BEGIN Material supplied

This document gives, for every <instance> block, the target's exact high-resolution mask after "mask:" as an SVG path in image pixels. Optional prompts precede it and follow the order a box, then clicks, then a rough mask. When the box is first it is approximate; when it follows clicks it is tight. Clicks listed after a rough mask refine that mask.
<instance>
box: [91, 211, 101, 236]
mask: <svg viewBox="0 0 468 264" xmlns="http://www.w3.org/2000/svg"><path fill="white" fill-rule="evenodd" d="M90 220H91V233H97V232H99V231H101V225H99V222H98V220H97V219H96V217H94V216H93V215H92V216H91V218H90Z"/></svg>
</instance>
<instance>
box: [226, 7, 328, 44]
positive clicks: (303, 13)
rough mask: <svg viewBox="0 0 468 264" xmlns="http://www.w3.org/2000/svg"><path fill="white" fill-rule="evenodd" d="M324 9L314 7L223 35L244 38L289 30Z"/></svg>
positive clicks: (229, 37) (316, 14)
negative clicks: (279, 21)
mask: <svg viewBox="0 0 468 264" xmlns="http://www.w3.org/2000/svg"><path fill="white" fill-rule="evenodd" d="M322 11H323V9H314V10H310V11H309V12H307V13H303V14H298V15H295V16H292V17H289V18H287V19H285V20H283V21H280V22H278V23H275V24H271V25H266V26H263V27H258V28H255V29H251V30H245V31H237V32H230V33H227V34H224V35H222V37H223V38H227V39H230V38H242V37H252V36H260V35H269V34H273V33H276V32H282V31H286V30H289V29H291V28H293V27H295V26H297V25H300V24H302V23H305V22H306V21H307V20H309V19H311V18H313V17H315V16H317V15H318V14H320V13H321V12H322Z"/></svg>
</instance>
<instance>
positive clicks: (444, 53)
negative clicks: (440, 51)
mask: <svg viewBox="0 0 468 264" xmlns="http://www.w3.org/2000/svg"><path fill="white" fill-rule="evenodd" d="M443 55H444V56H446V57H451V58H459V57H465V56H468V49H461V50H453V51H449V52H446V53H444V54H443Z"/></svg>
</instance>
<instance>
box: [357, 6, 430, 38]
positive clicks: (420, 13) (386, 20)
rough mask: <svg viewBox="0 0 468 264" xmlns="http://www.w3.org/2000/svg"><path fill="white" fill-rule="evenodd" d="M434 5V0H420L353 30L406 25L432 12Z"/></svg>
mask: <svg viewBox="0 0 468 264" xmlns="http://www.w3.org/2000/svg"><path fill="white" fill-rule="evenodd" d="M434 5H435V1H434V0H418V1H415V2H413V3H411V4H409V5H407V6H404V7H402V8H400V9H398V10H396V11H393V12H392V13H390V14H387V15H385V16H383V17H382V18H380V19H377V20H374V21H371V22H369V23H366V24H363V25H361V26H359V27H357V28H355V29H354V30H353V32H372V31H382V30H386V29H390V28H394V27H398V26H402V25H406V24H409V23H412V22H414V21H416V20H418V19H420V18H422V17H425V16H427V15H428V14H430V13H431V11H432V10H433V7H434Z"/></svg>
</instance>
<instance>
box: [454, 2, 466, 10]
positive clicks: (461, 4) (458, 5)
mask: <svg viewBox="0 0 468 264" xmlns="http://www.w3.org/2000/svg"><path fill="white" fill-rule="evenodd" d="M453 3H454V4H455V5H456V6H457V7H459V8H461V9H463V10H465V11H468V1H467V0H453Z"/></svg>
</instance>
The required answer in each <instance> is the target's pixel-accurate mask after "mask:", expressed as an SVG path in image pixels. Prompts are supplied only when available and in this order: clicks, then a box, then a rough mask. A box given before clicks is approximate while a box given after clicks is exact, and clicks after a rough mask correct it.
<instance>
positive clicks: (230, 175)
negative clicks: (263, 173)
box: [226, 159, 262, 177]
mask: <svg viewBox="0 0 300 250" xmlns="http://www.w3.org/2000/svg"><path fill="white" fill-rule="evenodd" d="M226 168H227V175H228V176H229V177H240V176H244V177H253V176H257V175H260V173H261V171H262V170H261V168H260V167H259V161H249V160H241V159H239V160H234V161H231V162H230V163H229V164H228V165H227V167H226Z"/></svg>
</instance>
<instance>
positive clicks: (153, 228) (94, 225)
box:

END Material supplied

#### Action item
Note how many lines in the data above have the string "order" in them, and give that number by itself.

#### Result of this task
2